◆ Task requirements ◆
A - Name every field of cooperation listed in the excerpt on Northern Ireland's ministers and China.
B - According to the excerpt on Northern Ireland's ministers and China, what position does Steve Aiken hold?
C - From the excerpt on Northern Ireland's ministers and China, retype the passage starting at "Amnesty's Northern Ireland" and ending at "but also opponents.".

◆ Source document ◆
It said: "Foster and O'Neill thanked China for its valuable support for the fight against the epidemic in Northern Ireland.
"They said that the Northern Ireland government cherishes friendship with China, understands and respects Hong Kong's national security legislation, and sincerely wishes Hong Kong more prosperity and stability, and expressed that Northern Ireland is willing to further strengthen its cooperation with China in the epidemic.
"Mutually beneficial cooperation in the fields of prevention and control, local cooperation, economy, trade and tourism will better benefit the people of both sides."
Amnesty's Northern Ireland director Patrick Corrigan said the first and deputy first ministers needed to be "clear" about where they stand on the issue.
He said the details of the comments amounted to an "endorsement" of the Chinese government's policies on human rights.
"We need to see what they are saying on our behalf - we need to see what the first and deputy first ministers did or did not say," he told BBC News NI.
"Beyond that we need to hear our first and deputy first ministers loudly and publicly clearly condemning what's going on in Hong Kong - we need to have them stand by our shared values and human rights.
"Diplomacy means being honest not just with your friends but also opponents.
"What we need to hear is not just about cooperation with China but what our first and deputy first ministers' position is about egregious human rights violations going on right now.
Ulster Unionist leader Steve Aiken also called on Mrs Foster and Ms O'Neill to clarify their positions.
"They could also add to the calls for the Chinese Communist Party to stop oppressing the Uighur people, although the impression they both now give is that the Executive Office is fully in the thrall of China," he said.
In a statement the Executive Office said: "The Consulate's report does not reflect Ministers' positions on Hong Kong security legislation, nor their comments at a recent courtesy meeting with the Chinese Consul General.

(Boundary labeling rows)
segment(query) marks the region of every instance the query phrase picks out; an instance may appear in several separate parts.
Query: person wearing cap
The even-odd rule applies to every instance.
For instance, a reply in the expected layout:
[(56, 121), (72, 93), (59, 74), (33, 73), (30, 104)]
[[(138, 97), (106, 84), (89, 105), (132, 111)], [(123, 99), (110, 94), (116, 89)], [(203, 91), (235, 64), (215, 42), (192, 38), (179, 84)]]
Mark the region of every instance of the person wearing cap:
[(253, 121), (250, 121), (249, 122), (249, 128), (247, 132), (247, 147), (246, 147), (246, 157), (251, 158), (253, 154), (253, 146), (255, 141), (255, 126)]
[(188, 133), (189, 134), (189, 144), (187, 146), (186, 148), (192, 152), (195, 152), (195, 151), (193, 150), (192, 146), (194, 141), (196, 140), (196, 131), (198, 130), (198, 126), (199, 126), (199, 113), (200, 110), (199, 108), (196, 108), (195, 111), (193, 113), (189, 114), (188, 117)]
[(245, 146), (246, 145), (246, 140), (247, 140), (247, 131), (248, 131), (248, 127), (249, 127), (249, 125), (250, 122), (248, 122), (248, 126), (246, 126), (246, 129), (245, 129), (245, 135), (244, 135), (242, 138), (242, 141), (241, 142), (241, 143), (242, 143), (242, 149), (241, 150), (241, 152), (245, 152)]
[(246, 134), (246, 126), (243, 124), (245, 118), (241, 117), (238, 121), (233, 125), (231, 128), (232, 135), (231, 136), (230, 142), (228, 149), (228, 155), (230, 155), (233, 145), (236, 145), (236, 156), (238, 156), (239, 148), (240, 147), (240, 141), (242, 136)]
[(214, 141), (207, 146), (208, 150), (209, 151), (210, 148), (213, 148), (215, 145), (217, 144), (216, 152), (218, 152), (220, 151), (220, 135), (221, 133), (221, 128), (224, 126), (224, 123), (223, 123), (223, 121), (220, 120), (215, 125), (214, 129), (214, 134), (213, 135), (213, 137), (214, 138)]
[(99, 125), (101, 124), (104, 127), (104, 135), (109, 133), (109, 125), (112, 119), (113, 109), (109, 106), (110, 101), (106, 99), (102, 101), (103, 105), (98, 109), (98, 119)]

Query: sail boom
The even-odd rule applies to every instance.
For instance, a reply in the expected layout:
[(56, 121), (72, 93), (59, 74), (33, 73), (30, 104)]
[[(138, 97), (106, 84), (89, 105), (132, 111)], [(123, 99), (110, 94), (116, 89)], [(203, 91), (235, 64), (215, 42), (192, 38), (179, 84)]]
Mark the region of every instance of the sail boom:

◆ Answers to the exercises ◆
A - Prevention and control, local cooperation, economy, trade, tourism

B - He is the Ulster Unionist leader.

C -
Amnesty's Northern Ireland director Patrick Corrigan said the first and deputy first ministers needed to be "clear" about where they stand on the issue.
He said the details of the comments amounted to an "endorsement" of the Chinese government's policies on human rights.
"We need to see what they are saying on our behalf - we need to see what the first and deputy first ministers did or did not say," he told BBC News NI.
"Beyond that we need to hear our first and deputy first ministers loudly and publicly clearly condemning what's going on in Hong Kong - we need to have them stand by our shared values and human rights.
"Diplomacy means being honest not just with your friends but also opponents.